Work request =
Write out again, exactly, the lines below starting at the one with "query = interior ceiling light" and ending at the one with "query = white and red city bus".

Records =
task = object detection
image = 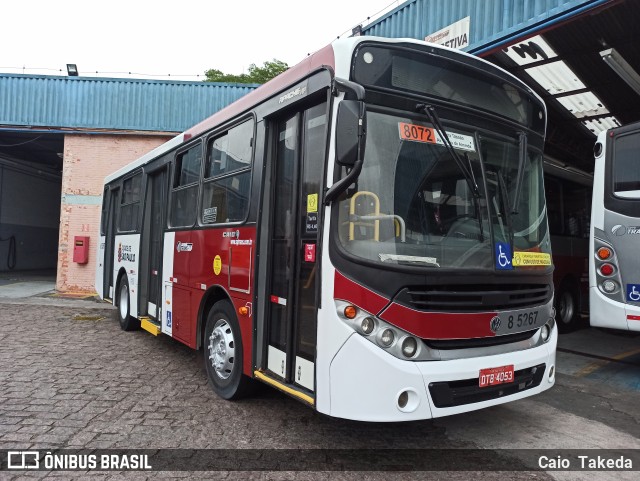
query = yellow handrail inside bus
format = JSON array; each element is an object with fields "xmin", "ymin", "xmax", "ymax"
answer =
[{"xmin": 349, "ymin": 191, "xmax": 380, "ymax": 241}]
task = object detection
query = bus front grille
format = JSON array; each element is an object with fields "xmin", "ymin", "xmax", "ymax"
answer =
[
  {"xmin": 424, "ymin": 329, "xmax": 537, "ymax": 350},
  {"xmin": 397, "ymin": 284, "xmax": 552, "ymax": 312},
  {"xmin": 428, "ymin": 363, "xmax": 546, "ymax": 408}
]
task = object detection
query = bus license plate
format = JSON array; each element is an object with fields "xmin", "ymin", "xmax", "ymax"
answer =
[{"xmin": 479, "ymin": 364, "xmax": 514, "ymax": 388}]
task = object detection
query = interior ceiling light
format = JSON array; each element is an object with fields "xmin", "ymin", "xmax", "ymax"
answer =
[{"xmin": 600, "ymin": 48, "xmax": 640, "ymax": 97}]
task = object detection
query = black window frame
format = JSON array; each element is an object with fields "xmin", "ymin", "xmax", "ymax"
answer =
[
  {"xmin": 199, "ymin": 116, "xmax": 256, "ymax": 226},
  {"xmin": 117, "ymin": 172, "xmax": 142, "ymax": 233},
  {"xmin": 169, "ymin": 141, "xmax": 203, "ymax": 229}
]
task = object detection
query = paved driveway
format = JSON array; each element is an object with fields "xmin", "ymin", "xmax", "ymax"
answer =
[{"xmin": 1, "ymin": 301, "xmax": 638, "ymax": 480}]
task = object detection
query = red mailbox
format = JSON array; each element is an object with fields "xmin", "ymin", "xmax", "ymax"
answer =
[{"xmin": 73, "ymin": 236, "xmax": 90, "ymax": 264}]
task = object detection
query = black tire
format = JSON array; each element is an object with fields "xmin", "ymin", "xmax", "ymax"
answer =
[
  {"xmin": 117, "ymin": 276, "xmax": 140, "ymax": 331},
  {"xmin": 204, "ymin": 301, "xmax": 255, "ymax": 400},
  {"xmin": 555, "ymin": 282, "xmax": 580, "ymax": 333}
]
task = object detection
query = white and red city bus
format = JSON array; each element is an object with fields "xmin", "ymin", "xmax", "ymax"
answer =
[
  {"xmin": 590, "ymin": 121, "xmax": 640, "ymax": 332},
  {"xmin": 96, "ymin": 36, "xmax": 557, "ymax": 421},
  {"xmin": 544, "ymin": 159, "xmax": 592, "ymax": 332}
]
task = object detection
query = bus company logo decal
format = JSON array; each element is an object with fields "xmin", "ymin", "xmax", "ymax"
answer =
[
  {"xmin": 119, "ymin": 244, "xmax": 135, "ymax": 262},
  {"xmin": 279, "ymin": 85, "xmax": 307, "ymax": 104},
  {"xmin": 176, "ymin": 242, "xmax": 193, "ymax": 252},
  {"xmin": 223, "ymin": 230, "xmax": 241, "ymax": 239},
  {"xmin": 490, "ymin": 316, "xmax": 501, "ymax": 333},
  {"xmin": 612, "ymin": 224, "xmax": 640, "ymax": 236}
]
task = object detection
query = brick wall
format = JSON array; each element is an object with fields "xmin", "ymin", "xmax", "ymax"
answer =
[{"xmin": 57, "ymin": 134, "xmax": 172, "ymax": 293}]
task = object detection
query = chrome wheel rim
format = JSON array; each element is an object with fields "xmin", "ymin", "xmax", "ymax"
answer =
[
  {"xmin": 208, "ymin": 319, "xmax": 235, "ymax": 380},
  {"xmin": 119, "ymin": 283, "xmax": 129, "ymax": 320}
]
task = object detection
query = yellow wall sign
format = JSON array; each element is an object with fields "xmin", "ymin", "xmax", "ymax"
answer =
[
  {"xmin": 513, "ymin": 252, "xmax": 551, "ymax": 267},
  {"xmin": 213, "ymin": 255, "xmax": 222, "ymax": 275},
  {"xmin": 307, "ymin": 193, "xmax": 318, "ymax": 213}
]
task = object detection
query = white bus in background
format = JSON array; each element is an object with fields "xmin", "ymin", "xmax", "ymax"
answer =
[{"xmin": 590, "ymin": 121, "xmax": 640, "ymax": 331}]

--

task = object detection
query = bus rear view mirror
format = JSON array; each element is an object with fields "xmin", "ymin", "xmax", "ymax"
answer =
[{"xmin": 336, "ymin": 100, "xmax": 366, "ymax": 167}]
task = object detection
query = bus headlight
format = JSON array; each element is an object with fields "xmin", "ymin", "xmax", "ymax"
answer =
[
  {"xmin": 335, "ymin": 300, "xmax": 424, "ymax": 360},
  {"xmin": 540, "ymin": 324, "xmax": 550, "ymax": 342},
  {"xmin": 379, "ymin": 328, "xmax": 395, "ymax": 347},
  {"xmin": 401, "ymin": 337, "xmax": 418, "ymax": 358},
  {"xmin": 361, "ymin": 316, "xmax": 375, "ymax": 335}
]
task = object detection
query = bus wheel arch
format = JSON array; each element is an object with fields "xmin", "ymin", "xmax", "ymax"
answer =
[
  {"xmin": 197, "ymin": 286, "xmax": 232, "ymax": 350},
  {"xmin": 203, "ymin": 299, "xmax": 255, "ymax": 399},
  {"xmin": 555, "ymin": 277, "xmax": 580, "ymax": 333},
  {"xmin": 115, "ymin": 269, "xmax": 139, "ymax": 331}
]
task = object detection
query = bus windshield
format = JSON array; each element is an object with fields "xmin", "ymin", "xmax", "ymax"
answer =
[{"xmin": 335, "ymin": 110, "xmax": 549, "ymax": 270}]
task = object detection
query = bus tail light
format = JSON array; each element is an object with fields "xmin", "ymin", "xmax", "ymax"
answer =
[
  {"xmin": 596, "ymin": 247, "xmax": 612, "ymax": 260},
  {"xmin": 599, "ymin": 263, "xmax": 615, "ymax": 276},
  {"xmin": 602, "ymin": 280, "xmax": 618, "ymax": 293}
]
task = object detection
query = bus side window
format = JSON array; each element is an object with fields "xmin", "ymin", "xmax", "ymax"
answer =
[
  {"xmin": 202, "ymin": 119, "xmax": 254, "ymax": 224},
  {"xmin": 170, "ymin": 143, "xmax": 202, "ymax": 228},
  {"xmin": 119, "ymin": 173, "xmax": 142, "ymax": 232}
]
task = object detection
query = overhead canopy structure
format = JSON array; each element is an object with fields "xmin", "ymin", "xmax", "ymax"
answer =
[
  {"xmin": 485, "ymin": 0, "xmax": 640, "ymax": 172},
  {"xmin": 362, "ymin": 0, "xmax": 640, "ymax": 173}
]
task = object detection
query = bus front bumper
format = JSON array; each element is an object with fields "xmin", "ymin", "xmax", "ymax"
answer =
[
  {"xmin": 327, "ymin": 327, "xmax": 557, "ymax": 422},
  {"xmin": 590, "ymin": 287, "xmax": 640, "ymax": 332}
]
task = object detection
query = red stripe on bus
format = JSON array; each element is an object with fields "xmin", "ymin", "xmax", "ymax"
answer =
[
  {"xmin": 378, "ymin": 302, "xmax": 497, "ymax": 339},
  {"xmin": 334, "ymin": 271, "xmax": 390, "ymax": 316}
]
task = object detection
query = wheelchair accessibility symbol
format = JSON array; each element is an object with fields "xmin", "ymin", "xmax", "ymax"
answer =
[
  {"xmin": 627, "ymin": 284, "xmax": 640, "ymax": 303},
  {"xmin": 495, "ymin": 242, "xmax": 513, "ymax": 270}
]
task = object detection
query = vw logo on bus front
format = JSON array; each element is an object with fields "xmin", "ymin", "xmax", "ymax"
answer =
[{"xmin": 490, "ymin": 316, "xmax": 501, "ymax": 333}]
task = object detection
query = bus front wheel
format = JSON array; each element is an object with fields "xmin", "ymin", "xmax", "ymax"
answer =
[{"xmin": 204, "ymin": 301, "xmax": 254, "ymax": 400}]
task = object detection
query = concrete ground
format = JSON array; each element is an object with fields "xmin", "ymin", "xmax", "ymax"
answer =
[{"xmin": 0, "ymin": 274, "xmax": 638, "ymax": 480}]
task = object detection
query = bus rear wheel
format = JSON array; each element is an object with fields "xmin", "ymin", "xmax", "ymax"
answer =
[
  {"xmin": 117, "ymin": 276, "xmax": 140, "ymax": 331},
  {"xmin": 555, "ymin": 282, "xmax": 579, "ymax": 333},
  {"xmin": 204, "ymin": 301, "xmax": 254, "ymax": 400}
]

Answer to the exercise =
query = interior ceiling light
format = JSON array; each element is an object with fields "xmin", "ymin", "xmax", "ymax"
answer =
[{"xmin": 600, "ymin": 48, "xmax": 640, "ymax": 97}]
task = object detection
query = black window frame
format = JSON array; each element is an object with fields "xmin", "ymin", "xmax", "ymax"
answer =
[
  {"xmin": 199, "ymin": 116, "xmax": 256, "ymax": 226},
  {"xmin": 117, "ymin": 172, "xmax": 142, "ymax": 233},
  {"xmin": 169, "ymin": 141, "xmax": 203, "ymax": 229}
]
task = object detection
query = paved driveway
format = JSON array; each element is an object with fields "xmin", "ymin", "xmax", "ymax"
answer =
[{"xmin": 1, "ymin": 301, "xmax": 638, "ymax": 480}]
task = object detection
query = red mailbox
format = JSON array; each element is an object with fields "xmin", "ymin", "xmax", "ymax"
answer =
[{"xmin": 73, "ymin": 236, "xmax": 90, "ymax": 264}]
task = object detection
query = black tire
format = JSON array; each element is an object with fields "xmin", "ymin", "xmax", "ymax"
answer =
[
  {"xmin": 117, "ymin": 276, "xmax": 140, "ymax": 331},
  {"xmin": 204, "ymin": 301, "xmax": 255, "ymax": 400},
  {"xmin": 555, "ymin": 282, "xmax": 580, "ymax": 333}
]
task = object detection
query = white and red city bus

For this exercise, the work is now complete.